* **AUFGABE**:
Prüfen Sie, ob die drei Aussagen mit dem folgenden Beitrag über Capablancas Partien übereinstimmen, und belegen Sie jede Antwort mit Ja oder Nein sowie dem entscheidenden Wortlaut des Beitrags.
1. Der Verfasser nennt Petrosian als seinen liebsten Schachspieler.
2. Die komplette Partie soll als PGN und nicht als Viewer gezeigt werden.
3. Der Zug 19...h5 von Schwarz wird als vielfach gelobt bezeichnet.

* **TEXTABSCHNITT**:
Liebe Schachfreunde
Mein Liebling aller Schachspieler heisst Capablanca (die Leichtigkeit des Seins), gefolgt
vom tiefsinnigen Petrosian. Die Partien von Capablanca studiere ich immer wieder und suche
nach Kommentaren dazu, um diese Partien noch besser verstehen zu können. Dabei kommen
mir dann oftmals Zweifel
a) ob ich den Durchblick nicht habe
b) ob die Kommentare nicht zu oberflächlich sind/waren
und heute möchte ich so eine Partie vorstellen in der Hoffnung, es gelinge jemandem, meine
Zweifel auszuräumen. Zuerst die für mich kritischen Stellungen, dann die komplette kommentierte
Partie als PGN (nicht als Viewer, weil man diese PGN nicht brauchen kann).
Kupchik-Capablanca 1926
Weiss zog m.E. unnötigerweise 16.Lb5 statt sofort 16.f4
Kupchik-Capablanca 1926
Weiss zog 19.Tf3?! statt wie ich meine besser 19.La4 nebst Lc2
Kupchik-Capablanca 1926
Schwarz zog 19...h5 (vielfach gelobt), aber war nicht 19...Lc6 ebenso gut?

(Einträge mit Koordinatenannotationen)
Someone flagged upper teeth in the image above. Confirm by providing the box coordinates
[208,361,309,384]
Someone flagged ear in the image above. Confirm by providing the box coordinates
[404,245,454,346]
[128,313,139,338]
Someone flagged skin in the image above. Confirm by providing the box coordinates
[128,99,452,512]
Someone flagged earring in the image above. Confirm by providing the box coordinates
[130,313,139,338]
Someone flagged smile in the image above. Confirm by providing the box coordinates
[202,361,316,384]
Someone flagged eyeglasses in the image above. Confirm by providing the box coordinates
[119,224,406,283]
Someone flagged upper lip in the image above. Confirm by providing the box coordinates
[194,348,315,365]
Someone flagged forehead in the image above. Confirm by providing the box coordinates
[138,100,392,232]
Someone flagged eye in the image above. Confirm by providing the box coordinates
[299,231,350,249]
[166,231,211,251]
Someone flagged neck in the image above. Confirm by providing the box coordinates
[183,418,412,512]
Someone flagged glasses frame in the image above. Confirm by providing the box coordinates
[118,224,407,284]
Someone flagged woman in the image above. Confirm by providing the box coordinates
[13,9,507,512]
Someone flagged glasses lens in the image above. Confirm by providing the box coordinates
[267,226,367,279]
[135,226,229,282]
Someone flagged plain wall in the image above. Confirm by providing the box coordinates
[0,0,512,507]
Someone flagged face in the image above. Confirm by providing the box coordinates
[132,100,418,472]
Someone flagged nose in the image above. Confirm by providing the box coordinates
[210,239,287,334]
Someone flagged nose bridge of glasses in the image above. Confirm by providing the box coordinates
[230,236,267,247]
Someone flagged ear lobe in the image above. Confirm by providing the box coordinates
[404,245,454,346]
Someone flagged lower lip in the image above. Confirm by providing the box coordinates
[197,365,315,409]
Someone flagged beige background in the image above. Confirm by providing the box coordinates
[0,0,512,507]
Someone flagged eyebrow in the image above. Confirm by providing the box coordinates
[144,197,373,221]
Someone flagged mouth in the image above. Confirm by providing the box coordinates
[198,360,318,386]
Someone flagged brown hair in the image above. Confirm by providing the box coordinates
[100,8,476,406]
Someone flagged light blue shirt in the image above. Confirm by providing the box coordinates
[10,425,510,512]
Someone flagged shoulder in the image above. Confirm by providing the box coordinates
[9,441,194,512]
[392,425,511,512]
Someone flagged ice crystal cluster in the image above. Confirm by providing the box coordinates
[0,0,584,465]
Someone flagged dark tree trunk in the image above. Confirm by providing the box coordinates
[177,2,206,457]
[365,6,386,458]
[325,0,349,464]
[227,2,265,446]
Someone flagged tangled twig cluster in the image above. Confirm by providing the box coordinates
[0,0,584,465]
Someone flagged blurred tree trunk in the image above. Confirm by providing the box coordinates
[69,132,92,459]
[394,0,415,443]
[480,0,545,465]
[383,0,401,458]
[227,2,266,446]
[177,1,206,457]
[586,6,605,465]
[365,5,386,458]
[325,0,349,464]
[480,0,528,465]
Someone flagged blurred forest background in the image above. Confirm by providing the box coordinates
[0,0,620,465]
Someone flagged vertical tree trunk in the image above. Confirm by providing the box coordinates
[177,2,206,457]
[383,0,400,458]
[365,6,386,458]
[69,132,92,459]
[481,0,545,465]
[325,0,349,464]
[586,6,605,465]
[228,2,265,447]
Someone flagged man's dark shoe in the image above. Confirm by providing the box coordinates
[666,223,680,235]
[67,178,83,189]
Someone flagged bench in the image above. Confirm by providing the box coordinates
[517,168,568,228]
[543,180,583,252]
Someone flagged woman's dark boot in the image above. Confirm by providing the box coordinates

* **LÖSUNG**:
1. Nein: „Mein Liebling aller Schachspieler heisst Capablanca (die Leichtigkeit des Seins), gefolgt vom tiefsinnigen Petrosian.“
2. Ja: „dann die komplette kommentierte Partie als PGN (nicht als Viewer, weil man diese PGN nicht brauchen kann)“
3. Ja: „Schwarz zog 19...h5 (vielfach gelobt)“